- **Available records**
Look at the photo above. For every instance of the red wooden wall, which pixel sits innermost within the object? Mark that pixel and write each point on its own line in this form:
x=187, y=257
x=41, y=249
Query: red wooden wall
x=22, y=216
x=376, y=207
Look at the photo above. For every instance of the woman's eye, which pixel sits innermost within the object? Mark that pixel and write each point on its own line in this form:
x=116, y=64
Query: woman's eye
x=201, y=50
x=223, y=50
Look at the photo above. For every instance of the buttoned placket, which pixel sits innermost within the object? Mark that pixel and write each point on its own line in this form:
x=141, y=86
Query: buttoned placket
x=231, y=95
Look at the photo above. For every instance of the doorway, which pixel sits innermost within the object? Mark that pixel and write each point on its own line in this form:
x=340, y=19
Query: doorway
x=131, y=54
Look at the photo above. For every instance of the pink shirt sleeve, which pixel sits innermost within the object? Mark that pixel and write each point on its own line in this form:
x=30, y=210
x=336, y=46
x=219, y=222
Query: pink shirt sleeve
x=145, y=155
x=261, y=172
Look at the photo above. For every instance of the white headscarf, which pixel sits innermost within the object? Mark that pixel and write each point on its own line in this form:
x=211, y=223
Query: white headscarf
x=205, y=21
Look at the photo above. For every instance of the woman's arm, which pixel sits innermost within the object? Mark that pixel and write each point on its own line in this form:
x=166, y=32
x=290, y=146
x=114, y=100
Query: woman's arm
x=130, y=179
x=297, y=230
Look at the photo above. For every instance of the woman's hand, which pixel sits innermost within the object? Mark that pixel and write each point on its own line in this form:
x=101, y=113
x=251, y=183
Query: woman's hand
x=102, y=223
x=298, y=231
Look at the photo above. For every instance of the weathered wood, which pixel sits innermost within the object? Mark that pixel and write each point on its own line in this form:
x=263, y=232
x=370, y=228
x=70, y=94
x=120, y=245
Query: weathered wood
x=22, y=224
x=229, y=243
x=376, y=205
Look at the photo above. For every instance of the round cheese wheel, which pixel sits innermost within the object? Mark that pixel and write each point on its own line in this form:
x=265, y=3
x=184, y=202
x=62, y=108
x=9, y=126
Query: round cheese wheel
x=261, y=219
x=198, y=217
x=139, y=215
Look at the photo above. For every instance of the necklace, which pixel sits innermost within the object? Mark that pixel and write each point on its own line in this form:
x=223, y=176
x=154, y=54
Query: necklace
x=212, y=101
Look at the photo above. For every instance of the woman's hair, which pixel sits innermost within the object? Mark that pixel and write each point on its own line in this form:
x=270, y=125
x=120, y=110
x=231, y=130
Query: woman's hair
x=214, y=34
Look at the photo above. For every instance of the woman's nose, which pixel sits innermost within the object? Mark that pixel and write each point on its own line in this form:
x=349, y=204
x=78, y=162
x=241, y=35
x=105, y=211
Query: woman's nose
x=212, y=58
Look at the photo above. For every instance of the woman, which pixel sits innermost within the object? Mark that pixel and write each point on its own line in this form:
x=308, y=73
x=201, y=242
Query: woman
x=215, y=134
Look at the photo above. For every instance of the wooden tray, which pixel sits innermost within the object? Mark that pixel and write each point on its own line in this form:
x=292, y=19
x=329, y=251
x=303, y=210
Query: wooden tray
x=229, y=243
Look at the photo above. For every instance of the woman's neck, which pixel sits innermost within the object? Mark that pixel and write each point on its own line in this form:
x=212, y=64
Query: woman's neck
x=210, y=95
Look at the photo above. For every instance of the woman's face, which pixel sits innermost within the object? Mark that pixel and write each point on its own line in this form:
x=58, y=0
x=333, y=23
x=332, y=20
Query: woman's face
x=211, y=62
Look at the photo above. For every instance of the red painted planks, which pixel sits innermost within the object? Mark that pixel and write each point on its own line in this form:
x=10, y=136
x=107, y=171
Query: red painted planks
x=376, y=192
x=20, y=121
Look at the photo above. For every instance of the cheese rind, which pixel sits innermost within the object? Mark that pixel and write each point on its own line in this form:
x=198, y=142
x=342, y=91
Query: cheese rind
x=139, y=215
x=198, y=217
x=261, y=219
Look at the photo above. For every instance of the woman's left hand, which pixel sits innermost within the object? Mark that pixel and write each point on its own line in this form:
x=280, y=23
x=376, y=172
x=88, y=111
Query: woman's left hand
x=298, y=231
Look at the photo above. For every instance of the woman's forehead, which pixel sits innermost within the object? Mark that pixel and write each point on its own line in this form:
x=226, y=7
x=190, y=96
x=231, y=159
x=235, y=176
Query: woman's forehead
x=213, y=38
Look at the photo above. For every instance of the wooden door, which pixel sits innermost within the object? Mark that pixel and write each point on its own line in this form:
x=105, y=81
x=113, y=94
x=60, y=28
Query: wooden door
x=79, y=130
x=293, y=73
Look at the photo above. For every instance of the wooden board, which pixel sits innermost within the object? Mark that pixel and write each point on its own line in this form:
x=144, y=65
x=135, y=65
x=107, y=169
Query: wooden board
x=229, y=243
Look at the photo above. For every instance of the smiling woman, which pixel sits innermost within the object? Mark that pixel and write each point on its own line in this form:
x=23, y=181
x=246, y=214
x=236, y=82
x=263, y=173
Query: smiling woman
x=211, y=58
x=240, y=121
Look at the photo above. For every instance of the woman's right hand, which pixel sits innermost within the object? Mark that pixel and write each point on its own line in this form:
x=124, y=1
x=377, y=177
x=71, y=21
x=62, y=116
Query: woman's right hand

- **What the task requires**
Could you change every "Query" to "Label" in the items, beginning with the first line and stopping after the line that contains "x=376, y=205", then return only those lines with nothing else altered?

- **Worked solution**
Look at the photo above. For every instance of the red wooden wall, which pixel sits innermost within the object? Mark that pixel and write each point on its own line in this form:
x=187, y=257
x=41, y=249
Label: red wooden wall
x=22, y=216
x=376, y=207
Look at the photo above. For every instance of the woman's eye, which pixel sits innermost within the object? Mark that pixel and write each point on its own line in this form:
x=116, y=64
Label: woman's eye
x=201, y=50
x=223, y=50
Look at the photo above. For every instance of the buttoned placket, which pixel sits innermost within the object? Mark that pixel and write each point on its own line in this form:
x=141, y=86
Label: buttoned placket
x=231, y=95
Look at the photo above. For every instance of the doorway, which pixel sits innermost within the object? Mark that pixel and write each point on its own line in this form:
x=340, y=19
Label: doorway
x=131, y=54
Look at the photo above. For every instance of the pink shirt sleeve, which pixel sits innermost within the object? Mark that pixel and write each point on its own line in this form:
x=30, y=210
x=336, y=46
x=219, y=222
Label: pink shirt sleeve
x=145, y=155
x=261, y=172
Look at the photo above. For every instance of the white headscarf, which pixel sits innermost within the object? Mark that pixel and write each point on its own line in this form:
x=211, y=223
Label: white headscarf
x=205, y=21
Look at the photo above. For every instance of the woman's arm, which pixel sits innermost within the object? Mark that pixel and write each point on its own line in this form:
x=166, y=32
x=290, y=146
x=114, y=100
Label: woman's arm
x=130, y=179
x=297, y=230
Look at the photo above. For every instance of the woman's hand, which pixel sits innermost within the object? Mark that pixel and write each point on its own line in this form:
x=101, y=113
x=251, y=183
Label: woman's hand
x=102, y=223
x=298, y=231
Look at the photo above. For every instance of the weathered wood, which pixel sits innermost within the object? Mark that pixel and write each point on its own line in this form:
x=263, y=232
x=370, y=228
x=70, y=94
x=120, y=245
Label: weathered wood
x=22, y=224
x=229, y=243
x=376, y=205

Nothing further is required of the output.